▶ _WHAT YOU WILL DO_: Copy out each record that follows exactly, and omit any picture you find.

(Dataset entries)

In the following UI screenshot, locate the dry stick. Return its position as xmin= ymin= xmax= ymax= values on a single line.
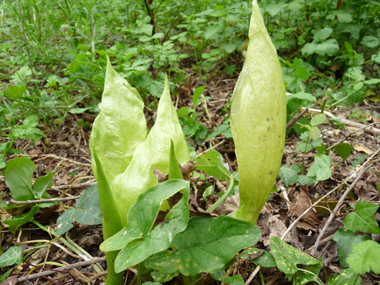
xmin=16 ymin=257 xmax=106 ymax=282
xmin=310 ymin=164 xmax=372 ymax=256
xmin=198 ymin=139 xmax=226 ymax=156
xmin=281 ymin=147 xmax=380 ymax=242
xmin=306 ymin=107 xmax=380 ymax=136
xmin=24 ymin=153 xmax=91 ymax=167
xmin=245 ymin=148 xmax=380 ymax=283
xmin=6 ymin=196 xmax=80 ymax=206
xmin=286 ymin=108 xmax=309 ymax=129
xmin=326 ymin=122 xmax=377 ymax=151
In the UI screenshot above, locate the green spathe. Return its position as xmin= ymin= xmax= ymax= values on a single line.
xmin=111 ymin=76 xmax=189 ymax=225
xmin=90 ymin=57 xmax=189 ymax=226
xmin=90 ymin=56 xmax=147 ymax=187
xmin=230 ymin=0 xmax=286 ymax=224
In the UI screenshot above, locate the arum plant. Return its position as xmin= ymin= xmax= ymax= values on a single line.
xmin=89 ymin=57 xmax=189 ymax=284
xmin=229 ymin=0 xmax=286 ymax=224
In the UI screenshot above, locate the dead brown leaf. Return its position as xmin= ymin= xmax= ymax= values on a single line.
xmin=353 ymin=143 xmax=374 ymax=154
xmin=289 ymin=186 xmax=320 ymax=227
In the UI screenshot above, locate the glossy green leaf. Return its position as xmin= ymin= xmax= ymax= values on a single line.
xmin=145 ymin=216 xmax=261 ymax=277
xmin=150 ymin=271 xmax=178 ymax=283
xmin=334 ymin=143 xmax=354 ymax=160
xmin=114 ymin=180 xmax=190 ymax=272
xmin=32 ymin=172 xmax=54 ymax=199
xmin=0 ymin=246 xmax=23 ymax=267
xmin=89 ymin=56 xmax=147 ymax=188
xmin=101 ymin=180 xmax=189 ymax=252
xmin=230 ymin=0 xmax=286 ymax=224
xmin=270 ymin=236 xmax=319 ymax=275
xmin=343 ymin=200 xmax=380 ymax=234
xmin=307 ymin=154 xmax=332 ymax=181
xmin=243 ymin=248 xmax=276 ymax=267
xmin=5 ymin=157 xmax=35 ymax=201
xmin=192 ymin=149 xmax=231 ymax=180
xmin=223 ymin=276 xmax=244 ymax=285
xmin=326 ymin=268 xmax=360 ymax=285
xmin=294 ymin=260 xmax=323 ymax=285
xmin=332 ymin=229 xmax=370 ymax=268
xmin=2 ymin=206 xmax=40 ymax=230
xmin=111 ymin=76 xmax=189 ymax=225
xmin=347 ymin=240 xmax=380 ymax=274
xmin=278 ymin=164 xmax=298 ymax=187
xmin=310 ymin=114 xmax=326 ymax=126
xmin=56 ymin=185 xmax=102 ymax=235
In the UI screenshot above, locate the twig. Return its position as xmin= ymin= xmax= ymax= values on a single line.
xmin=286 ymin=108 xmax=309 ymax=129
xmin=311 ymin=164 xmax=371 ymax=255
xmin=244 ymin=265 xmax=260 ymax=285
xmin=325 ymin=122 xmax=377 ymax=151
xmin=16 ymin=257 xmax=106 ymax=282
xmin=281 ymin=147 xmax=380 ymax=242
xmin=51 ymin=181 xmax=96 ymax=191
xmin=243 ymin=149 xmax=378 ymax=283
xmin=31 ymin=154 xmax=91 ymax=167
xmin=5 ymin=196 xmax=80 ymax=206
xmin=306 ymin=107 xmax=380 ymax=136
xmin=198 ymin=139 xmax=226 ymax=156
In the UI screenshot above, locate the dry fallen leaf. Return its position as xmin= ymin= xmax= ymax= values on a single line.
xmin=353 ymin=143 xmax=374 ymax=154
xmin=289 ymin=186 xmax=320 ymax=227
xmin=266 ymin=214 xmax=292 ymax=246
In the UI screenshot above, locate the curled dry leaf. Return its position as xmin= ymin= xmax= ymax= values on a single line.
xmin=289 ymin=186 xmax=320 ymax=227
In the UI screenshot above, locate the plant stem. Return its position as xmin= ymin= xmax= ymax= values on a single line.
xmin=16 ymin=0 xmax=34 ymax=78
xmin=137 ymin=263 xmax=143 ymax=285
xmin=182 ymin=273 xmax=204 ymax=285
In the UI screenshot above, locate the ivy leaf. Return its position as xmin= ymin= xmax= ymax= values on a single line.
xmin=310 ymin=114 xmax=326 ymax=126
xmin=326 ymin=268 xmax=360 ymax=285
xmin=306 ymin=154 xmax=332 ymax=181
xmin=2 ymin=206 xmax=40 ymax=230
xmin=298 ymin=175 xmax=316 ymax=186
xmin=294 ymin=260 xmax=322 ymax=285
xmin=0 ymin=246 xmax=23 ymax=267
xmin=343 ymin=200 xmax=380 ymax=234
xmin=145 ymin=216 xmax=261 ymax=278
xmin=192 ymin=149 xmax=231 ymax=180
xmin=334 ymin=143 xmax=354 ymax=160
xmin=270 ymin=236 xmax=319 ymax=275
xmin=223 ymin=276 xmax=244 ymax=285
xmin=56 ymin=185 xmax=102 ymax=235
xmin=347 ymin=240 xmax=380 ymax=274
xmin=243 ymin=248 xmax=276 ymax=267
xmin=279 ymin=164 xmax=298 ymax=186
xmin=333 ymin=229 xmax=371 ymax=268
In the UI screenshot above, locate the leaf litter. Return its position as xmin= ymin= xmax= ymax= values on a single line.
xmin=1 ymin=59 xmax=380 ymax=284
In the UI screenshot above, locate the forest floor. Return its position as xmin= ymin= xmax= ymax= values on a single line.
xmin=1 ymin=54 xmax=380 ymax=285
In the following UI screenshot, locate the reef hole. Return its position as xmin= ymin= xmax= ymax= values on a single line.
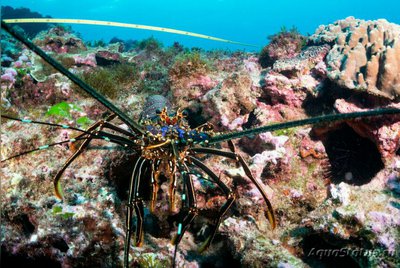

▶ _TASK ANSWER_:
In the following UI screenshot, locate the dry stick. Return its position as xmin= ymin= xmax= ymax= values on a single line.
xmin=16 ymin=257 xmax=106 ymax=282
xmin=310 ymin=164 xmax=372 ymax=256
xmin=198 ymin=139 xmax=226 ymax=156
xmin=281 ymin=147 xmax=380 ymax=242
xmin=306 ymin=107 xmax=380 ymax=136
xmin=24 ymin=153 xmax=91 ymax=167
xmin=245 ymin=148 xmax=380 ymax=283
xmin=6 ymin=196 xmax=80 ymax=206
xmin=286 ymin=108 xmax=309 ymax=129
xmin=326 ymin=122 xmax=377 ymax=151
In the UI screenshot above, locate the green spathe. Return its position as xmin= ymin= xmax= ymax= values on a single line.
xmin=111 ymin=76 xmax=189 ymax=225
xmin=90 ymin=57 xmax=189 ymax=226
xmin=90 ymin=56 xmax=147 ymax=187
xmin=230 ymin=0 xmax=286 ymax=224
In the UI screenshot above, locate the arum plant. Return its position as xmin= ymin= xmax= ymax= values on a single line.
xmin=89 ymin=57 xmax=189 ymax=284
xmin=229 ymin=0 xmax=286 ymax=224
In the UI screenshot above, locate the dead brown leaf. Return its position as xmin= ymin= xmax= ymax= values on a single line.
xmin=353 ymin=143 xmax=374 ymax=154
xmin=289 ymin=186 xmax=320 ymax=227
In the UI screenshot above, locate the glossy green leaf. Return its position as xmin= ymin= xmax= ymax= values on a single line.
xmin=145 ymin=216 xmax=261 ymax=277
xmin=150 ymin=271 xmax=178 ymax=283
xmin=334 ymin=143 xmax=354 ymax=160
xmin=114 ymin=180 xmax=190 ymax=272
xmin=32 ymin=172 xmax=54 ymax=199
xmin=0 ymin=246 xmax=23 ymax=267
xmin=89 ymin=56 xmax=147 ymax=188
xmin=101 ymin=180 xmax=189 ymax=252
xmin=230 ymin=0 xmax=286 ymax=224
xmin=270 ymin=236 xmax=319 ymax=275
xmin=343 ymin=200 xmax=380 ymax=234
xmin=307 ymin=154 xmax=332 ymax=181
xmin=243 ymin=248 xmax=276 ymax=267
xmin=5 ymin=157 xmax=35 ymax=201
xmin=192 ymin=149 xmax=231 ymax=180
xmin=223 ymin=276 xmax=244 ymax=285
xmin=326 ymin=268 xmax=360 ymax=285
xmin=294 ymin=260 xmax=323 ymax=285
xmin=332 ymin=229 xmax=370 ymax=268
xmin=2 ymin=206 xmax=40 ymax=230
xmin=111 ymin=76 xmax=189 ymax=225
xmin=347 ymin=240 xmax=380 ymax=274
xmin=278 ymin=164 xmax=298 ymax=187
xmin=310 ymin=114 xmax=326 ymax=126
xmin=56 ymin=185 xmax=102 ymax=235
In the UI screenshot above, locate the twig. Return its position as xmin= ymin= xmax= ymax= values on a single line.
xmin=286 ymin=108 xmax=309 ymax=129
xmin=311 ymin=164 xmax=371 ymax=255
xmin=244 ymin=265 xmax=260 ymax=285
xmin=325 ymin=122 xmax=377 ymax=151
xmin=16 ymin=257 xmax=106 ymax=282
xmin=281 ymin=147 xmax=380 ymax=242
xmin=51 ymin=181 xmax=96 ymax=191
xmin=243 ymin=149 xmax=378 ymax=283
xmin=31 ymin=154 xmax=91 ymax=167
xmin=5 ymin=196 xmax=80 ymax=206
xmin=306 ymin=107 xmax=380 ymax=136
xmin=198 ymin=139 xmax=226 ymax=156
In the UI screenshot above, locate the dry fallen leaf. Return its position as xmin= ymin= xmax= ymax= values on a single line.
xmin=353 ymin=143 xmax=374 ymax=154
xmin=289 ymin=186 xmax=320 ymax=227
xmin=266 ymin=214 xmax=292 ymax=246
In the UI screenshot above, locate the curled dry leaf. Return its position as xmin= ymin= xmax= ymax= values on a single line.
xmin=289 ymin=186 xmax=320 ymax=227
In the UI screenshot above, locate the plant stem. Return its position as xmin= ymin= xmax= ymax= values on a single line.
xmin=16 ymin=0 xmax=34 ymax=78
xmin=137 ymin=263 xmax=143 ymax=285
xmin=182 ymin=273 xmax=204 ymax=285
In the UI screenshot above, locate the ivy leaf. Return its position as xmin= ymin= xmax= ymax= values on a single line.
xmin=310 ymin=114 xmax=326 ymax=126
xmin=326 ymin=268 xmax=360 ymax=285
xmin=306 ymin=154 xmax=332 ymax=181
xmin=2 ymin=206 xmax=40 ymax=230
xmin=298 ymin=175 xmax=316 ymax=186
xmin=294 ymin=260 xmax=322 ymax=285
xmin=0 ymin=246 xmax=23 ymax=267
xmin=343 ymin=200 xmax=380 ymax=234
xmin=145 ymin=216 xmax=261 ymax=278
xmin=192 ymin=149 xmax=231 ymax=180
xmin=334 ymin=143 xmax=354 ymax=160
xmin=270 ymin=236 xmax=319 ymax=275
xmin=223 ymin=276 xmax=244 ymax=285
xmin=56 ymin=185 xmax=102 ymax=235
xmin=347 ymin=240 xmax=380 ymax=274
xmin=243 ymin=248 xmax=276 ymax=267
xmin=279 ymin=164 xmax=298 ymax=186
xmin=333 ymin=229 xmax=371 ymax=268
In the UI screenshot above, locate the leaf litter. Return its position as xmin= ymin= xmax= ymax= values on a single line.
xmin=1 ymin=59 xmax=380 ymax=284
In the UI screenshot above, locate the forest floor. Return its position as xmin= ymin= xmax= ymax= values on a single line.
xmin=1 ymin=54 xmax=380 ymax=285
In the following UI screenshot, locate the reef hole. Return its position as xmin= ymin= xmax= ymax= values on a single line.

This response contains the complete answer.